### WHAT IS EXPECTED
Extract every line of the records that contains the string "short", matching case exactly.

━━ DATASET RECORDS ━━

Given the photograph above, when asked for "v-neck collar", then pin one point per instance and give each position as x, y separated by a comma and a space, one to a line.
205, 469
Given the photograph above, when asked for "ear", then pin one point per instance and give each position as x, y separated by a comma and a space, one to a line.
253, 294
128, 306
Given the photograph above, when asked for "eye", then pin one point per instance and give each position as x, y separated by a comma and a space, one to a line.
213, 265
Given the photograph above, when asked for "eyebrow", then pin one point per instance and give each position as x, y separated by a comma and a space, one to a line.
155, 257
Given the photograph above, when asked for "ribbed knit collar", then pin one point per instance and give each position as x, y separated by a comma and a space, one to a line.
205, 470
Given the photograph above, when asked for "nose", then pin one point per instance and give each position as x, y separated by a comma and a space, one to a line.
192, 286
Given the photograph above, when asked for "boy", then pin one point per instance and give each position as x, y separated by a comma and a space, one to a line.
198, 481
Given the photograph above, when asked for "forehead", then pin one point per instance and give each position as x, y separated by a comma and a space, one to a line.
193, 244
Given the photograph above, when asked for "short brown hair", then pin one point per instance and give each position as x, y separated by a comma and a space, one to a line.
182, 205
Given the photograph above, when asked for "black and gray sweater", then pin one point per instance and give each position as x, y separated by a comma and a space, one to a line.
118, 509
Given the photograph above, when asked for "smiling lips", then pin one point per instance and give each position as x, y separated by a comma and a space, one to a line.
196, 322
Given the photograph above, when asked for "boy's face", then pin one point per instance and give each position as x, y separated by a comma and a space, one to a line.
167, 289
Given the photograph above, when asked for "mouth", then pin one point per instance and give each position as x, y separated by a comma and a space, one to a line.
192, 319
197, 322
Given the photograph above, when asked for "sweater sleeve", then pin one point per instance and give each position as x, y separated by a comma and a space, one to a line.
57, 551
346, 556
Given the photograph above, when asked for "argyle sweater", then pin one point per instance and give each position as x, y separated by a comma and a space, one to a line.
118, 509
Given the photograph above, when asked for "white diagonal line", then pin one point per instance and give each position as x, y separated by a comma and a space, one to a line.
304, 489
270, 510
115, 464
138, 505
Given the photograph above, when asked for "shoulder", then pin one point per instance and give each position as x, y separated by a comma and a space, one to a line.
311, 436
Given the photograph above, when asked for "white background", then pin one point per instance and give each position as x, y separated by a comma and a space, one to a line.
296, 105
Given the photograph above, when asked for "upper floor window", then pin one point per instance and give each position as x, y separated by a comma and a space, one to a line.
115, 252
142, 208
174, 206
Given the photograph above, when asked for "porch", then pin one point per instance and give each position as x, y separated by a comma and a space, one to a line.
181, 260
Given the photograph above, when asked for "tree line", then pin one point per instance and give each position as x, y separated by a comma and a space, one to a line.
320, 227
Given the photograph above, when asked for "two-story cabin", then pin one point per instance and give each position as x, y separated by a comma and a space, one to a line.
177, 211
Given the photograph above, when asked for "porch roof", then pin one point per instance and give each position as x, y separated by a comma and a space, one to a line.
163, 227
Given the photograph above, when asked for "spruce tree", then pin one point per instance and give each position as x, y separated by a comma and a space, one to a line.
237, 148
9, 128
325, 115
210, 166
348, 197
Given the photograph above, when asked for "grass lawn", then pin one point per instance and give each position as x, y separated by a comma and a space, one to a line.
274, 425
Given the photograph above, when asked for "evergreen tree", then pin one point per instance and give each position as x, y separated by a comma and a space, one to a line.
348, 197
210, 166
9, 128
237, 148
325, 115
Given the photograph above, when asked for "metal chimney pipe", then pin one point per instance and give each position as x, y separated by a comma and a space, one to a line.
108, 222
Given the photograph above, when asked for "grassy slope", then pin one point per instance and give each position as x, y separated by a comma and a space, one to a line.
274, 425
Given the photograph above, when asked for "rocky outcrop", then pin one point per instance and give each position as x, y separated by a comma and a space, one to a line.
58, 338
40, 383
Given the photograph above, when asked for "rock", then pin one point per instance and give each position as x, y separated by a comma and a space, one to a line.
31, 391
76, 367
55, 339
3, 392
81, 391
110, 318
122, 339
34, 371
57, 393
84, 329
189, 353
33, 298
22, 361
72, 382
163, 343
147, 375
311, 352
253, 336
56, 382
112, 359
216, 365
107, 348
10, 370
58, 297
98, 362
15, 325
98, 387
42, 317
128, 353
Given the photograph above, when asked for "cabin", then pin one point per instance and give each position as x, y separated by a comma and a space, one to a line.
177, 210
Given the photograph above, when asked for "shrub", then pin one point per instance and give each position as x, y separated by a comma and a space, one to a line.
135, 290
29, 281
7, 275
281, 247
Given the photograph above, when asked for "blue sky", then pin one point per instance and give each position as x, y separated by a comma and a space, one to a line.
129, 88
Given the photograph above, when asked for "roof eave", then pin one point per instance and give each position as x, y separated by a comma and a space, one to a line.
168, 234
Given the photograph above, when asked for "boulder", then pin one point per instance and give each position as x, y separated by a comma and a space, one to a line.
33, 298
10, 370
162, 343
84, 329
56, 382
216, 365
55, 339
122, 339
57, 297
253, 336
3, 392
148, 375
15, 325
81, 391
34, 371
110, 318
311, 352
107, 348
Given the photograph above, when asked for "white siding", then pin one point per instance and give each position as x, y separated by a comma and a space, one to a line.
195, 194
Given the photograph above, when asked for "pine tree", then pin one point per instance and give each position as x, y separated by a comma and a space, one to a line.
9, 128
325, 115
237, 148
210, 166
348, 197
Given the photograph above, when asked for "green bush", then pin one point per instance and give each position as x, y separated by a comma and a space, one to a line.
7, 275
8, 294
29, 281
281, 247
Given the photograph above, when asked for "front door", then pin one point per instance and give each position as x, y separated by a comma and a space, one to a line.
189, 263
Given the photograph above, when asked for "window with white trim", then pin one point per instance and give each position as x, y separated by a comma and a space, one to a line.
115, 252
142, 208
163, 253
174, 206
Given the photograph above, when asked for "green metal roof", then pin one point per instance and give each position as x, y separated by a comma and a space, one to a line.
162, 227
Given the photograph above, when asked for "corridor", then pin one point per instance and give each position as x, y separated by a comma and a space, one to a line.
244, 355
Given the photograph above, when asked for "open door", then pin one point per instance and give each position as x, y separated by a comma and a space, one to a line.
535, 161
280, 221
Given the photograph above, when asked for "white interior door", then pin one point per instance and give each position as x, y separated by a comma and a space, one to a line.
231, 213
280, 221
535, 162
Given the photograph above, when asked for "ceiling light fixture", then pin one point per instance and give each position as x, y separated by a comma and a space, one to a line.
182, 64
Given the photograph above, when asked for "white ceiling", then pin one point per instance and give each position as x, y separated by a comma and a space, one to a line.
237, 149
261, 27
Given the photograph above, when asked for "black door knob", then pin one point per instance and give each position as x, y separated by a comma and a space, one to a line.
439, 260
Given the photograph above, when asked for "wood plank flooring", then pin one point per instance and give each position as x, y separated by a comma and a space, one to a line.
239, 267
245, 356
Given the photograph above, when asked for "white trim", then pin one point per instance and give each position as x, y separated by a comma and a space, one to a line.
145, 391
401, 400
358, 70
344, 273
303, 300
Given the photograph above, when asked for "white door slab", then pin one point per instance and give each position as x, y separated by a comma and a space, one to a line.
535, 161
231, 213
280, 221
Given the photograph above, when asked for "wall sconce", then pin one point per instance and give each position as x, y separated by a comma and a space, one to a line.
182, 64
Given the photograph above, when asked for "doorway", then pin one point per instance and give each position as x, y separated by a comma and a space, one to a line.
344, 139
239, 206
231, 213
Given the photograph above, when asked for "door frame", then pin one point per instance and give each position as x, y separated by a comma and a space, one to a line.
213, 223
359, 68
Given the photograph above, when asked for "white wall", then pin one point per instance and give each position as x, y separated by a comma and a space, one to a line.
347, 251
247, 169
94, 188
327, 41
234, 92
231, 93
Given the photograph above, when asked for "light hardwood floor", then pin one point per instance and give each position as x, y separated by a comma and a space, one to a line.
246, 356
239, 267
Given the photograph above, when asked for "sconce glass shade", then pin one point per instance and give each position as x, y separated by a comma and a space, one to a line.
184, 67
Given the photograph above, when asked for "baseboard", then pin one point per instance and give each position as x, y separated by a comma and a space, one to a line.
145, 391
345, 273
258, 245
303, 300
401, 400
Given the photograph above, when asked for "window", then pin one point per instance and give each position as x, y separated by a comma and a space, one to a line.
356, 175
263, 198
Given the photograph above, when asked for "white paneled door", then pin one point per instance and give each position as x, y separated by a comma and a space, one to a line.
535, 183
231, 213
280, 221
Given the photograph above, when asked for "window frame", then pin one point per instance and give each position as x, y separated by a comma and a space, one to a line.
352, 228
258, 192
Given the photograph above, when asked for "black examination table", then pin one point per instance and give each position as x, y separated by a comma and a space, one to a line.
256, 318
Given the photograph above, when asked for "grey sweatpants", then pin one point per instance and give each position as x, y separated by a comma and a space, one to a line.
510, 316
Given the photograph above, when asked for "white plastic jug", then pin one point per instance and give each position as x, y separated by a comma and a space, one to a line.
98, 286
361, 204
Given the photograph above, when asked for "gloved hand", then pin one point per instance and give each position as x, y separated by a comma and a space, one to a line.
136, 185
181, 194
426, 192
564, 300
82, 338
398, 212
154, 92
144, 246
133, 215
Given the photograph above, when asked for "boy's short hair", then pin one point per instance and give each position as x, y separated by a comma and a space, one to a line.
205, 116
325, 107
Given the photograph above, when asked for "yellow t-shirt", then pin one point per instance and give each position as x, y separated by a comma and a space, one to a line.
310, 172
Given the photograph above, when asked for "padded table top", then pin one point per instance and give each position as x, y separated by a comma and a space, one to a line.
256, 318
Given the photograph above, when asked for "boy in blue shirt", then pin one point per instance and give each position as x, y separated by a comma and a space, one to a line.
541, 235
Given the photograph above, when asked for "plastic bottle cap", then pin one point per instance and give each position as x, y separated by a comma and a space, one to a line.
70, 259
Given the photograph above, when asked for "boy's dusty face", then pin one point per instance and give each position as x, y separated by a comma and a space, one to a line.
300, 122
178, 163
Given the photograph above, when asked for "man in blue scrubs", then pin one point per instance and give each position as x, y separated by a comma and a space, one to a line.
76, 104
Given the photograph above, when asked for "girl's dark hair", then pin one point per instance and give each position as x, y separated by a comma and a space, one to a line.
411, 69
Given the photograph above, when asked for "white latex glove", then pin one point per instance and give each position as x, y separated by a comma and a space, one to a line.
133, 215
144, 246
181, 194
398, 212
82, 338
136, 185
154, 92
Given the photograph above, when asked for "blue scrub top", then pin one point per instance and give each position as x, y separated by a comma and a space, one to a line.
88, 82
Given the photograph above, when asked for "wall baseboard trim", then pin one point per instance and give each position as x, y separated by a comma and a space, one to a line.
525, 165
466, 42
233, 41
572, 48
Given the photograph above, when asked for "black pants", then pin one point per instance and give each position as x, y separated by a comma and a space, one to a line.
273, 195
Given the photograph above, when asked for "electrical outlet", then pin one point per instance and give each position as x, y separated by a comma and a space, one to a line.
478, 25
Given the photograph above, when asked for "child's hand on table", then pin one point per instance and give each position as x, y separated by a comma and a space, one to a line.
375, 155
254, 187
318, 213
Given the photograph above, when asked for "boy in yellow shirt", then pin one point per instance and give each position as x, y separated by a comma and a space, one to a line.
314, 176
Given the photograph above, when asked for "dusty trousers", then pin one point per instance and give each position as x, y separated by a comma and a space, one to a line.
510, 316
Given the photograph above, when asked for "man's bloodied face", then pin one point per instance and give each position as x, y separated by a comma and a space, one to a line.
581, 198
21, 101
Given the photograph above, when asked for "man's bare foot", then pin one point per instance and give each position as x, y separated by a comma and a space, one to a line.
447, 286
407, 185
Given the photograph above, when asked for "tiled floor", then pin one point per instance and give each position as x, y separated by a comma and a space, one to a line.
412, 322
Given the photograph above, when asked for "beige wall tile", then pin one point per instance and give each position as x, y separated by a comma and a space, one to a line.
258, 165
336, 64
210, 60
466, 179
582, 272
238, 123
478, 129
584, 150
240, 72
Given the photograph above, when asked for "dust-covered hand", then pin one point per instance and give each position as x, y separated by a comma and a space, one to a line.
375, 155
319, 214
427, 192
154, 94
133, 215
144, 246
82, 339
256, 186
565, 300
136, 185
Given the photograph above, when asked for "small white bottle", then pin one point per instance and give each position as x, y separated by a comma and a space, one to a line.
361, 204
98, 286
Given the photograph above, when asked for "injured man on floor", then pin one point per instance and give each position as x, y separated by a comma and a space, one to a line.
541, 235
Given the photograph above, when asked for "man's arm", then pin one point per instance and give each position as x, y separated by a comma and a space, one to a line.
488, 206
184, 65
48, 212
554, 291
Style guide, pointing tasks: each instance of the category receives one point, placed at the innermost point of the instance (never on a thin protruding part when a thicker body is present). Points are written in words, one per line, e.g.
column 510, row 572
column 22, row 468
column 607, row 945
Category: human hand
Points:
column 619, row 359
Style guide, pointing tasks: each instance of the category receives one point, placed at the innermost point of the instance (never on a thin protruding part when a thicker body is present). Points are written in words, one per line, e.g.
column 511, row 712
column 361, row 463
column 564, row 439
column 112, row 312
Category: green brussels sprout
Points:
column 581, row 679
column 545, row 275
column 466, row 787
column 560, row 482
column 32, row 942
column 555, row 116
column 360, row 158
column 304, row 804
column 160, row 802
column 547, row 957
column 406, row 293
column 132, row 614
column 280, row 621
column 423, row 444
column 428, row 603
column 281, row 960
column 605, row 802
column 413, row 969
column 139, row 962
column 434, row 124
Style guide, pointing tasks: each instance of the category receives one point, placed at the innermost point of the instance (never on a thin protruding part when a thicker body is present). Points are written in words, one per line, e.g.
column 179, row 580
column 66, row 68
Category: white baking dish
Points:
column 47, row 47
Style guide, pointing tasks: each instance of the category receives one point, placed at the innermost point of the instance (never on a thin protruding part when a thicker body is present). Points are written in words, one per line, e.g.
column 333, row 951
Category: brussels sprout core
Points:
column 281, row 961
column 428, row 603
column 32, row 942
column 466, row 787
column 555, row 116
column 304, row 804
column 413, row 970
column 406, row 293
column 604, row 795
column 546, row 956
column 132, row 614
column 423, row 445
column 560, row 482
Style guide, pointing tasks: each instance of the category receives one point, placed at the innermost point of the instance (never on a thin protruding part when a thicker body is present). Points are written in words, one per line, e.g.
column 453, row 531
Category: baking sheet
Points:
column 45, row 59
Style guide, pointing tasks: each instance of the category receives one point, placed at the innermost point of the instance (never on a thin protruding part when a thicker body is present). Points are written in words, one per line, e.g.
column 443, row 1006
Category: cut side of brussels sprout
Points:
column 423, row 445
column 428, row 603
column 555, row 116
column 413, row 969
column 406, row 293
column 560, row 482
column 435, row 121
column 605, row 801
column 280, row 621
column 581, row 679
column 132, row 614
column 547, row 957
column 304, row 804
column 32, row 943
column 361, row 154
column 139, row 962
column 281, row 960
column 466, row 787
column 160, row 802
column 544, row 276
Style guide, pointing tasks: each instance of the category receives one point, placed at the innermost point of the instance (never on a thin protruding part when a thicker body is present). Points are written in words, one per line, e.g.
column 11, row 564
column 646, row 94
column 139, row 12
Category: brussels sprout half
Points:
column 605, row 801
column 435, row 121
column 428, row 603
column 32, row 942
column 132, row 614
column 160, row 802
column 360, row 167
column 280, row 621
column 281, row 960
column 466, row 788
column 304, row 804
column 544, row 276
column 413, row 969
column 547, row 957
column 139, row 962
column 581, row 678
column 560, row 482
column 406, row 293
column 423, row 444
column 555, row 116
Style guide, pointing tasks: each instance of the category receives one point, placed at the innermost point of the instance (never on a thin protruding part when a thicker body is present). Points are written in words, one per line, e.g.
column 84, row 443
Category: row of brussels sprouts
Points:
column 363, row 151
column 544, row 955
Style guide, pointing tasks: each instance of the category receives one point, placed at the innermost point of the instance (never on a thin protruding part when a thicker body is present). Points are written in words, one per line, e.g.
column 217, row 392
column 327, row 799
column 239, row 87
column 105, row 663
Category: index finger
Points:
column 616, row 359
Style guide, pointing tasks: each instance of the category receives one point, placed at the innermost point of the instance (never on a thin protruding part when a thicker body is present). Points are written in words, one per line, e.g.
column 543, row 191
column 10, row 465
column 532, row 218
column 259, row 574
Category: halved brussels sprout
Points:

━━━

### RESPONSE
Given the photograph above, when asked for "short brown hair", then pin one point per instance and give each position as x, y separated by a comma and a space, one to a line.
Given the photograph above, when asked for "boy's short hair", then pin one point per instance and give each position as x, y separated by a comma and a space, one to a line.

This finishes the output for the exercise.